[Excerpts from a dataset]
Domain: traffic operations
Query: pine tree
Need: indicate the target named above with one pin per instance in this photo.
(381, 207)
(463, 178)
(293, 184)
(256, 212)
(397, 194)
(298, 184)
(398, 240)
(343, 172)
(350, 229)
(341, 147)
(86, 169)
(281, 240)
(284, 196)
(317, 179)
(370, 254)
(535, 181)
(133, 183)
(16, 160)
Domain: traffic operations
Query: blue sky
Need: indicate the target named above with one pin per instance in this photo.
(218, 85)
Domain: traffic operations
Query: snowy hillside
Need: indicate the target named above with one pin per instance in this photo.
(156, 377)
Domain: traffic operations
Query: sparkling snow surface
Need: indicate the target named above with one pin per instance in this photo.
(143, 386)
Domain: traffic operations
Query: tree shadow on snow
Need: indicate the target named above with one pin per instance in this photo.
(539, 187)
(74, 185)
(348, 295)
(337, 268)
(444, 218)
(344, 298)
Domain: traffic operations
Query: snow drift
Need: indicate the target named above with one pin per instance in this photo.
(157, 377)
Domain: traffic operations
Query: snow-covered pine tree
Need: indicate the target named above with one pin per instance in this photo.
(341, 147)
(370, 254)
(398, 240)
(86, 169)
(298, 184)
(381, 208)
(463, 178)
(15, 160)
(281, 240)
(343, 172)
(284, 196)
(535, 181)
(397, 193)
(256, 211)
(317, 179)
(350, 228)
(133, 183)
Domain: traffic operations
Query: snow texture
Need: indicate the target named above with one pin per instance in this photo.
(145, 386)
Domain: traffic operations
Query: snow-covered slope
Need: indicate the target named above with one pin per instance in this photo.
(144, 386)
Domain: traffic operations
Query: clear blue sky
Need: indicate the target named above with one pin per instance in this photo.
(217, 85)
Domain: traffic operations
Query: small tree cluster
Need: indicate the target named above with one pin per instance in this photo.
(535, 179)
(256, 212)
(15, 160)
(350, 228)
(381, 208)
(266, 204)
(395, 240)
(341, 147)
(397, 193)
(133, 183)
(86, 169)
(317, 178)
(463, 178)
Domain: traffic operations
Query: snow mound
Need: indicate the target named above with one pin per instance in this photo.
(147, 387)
==
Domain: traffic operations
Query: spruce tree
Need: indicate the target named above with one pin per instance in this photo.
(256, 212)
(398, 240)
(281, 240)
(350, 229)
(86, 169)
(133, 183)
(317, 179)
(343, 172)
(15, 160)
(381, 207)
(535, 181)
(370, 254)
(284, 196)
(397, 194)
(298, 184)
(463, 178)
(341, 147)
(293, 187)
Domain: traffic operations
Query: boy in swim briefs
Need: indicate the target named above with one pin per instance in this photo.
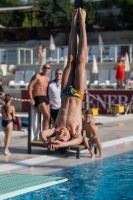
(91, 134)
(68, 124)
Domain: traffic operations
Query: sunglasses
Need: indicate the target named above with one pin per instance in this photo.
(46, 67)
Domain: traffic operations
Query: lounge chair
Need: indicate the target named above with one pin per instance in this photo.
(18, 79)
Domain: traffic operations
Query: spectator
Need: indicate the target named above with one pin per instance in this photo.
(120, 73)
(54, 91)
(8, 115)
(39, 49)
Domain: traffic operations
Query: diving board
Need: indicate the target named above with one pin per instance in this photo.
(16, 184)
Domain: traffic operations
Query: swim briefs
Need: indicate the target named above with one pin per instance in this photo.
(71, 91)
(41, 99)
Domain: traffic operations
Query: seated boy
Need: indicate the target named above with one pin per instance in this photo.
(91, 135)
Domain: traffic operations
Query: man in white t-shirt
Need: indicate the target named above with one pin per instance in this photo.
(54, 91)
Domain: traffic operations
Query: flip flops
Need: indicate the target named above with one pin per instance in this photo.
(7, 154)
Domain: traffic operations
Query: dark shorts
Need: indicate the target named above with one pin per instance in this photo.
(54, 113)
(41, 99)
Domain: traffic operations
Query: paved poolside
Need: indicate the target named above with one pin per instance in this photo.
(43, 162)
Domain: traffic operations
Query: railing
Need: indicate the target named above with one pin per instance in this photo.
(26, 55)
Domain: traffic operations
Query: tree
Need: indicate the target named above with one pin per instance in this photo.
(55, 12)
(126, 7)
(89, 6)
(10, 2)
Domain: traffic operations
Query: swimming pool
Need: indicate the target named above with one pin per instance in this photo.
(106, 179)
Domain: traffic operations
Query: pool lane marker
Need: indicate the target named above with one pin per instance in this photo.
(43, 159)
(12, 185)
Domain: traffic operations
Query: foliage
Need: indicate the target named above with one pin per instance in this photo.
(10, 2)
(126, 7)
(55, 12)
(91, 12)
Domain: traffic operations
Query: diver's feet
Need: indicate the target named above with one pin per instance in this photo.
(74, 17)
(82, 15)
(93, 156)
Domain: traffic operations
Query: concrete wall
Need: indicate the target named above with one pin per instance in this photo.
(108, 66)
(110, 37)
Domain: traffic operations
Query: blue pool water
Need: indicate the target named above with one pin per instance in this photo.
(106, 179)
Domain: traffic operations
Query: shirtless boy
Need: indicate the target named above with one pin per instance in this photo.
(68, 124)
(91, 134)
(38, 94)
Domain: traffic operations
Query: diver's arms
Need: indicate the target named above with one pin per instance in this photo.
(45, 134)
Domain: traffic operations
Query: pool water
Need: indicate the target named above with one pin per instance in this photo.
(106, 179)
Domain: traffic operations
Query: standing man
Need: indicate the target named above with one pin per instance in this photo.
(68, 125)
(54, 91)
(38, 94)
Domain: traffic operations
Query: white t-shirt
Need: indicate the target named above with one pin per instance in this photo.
==
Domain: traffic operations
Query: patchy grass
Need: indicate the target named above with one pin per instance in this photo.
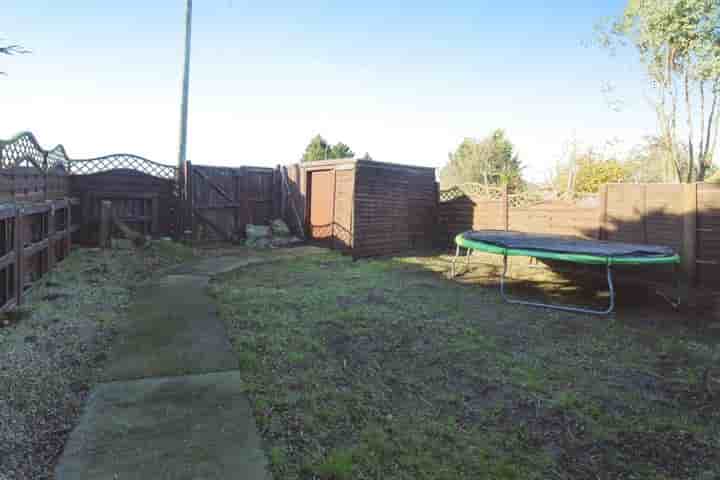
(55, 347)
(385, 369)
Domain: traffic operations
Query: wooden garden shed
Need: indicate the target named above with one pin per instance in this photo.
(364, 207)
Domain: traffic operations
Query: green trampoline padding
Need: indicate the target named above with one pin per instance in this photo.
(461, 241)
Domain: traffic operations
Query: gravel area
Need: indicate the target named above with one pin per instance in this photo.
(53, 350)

TASK GOAL
In the data above, which lines lie between the line with "Query: foliage" and the line with "Query: white t-shirt", inclusive? Print those lines exactly and nothing else.

RESPONSE TO THE TASK
Query: foliage
Need: indicate the target named above with one pin per instance in this photo.
(10, 2)
(126, 7)
(55, 12)
(91, 12)
Domain: traffic operations
Query: diver's feet
Need: indicate the target named above with one pin per instance in this photo.
(74, 17)
(82, 15)
(93, 156)
Domain: traffic operations
Query: concrete wall
Need: indicate the target named above with one pin per instance in this photo.
(108, 66)
(110, 37)
Domain: traffic operations
Query: blue pool water
Need: indicate the target named above with one pin per instance in this photo.
(106, 179)
Domain: traffic operations
Query: shirtless boy
Need: indicate the target named above with one pin per instance in this photo.
(68, 124)
(91, 134)
(38, 94)
Domain: traffic operations
Query: diver's arms
Need: indicate the target named above with one pin per instance in this photo.
(45, 134)
Domain: traffic operations
Query: pool water
Need: indicate the target named above with one pin per instance in this photo.
(106, 179)
Domain: traffic operations
Query: standing man
Need: indicate the target named above with one pin per instance in this photo.
(68, 125)
(54, 91)
(38, 94)
Domain: traffic operations
Query: white t-shirt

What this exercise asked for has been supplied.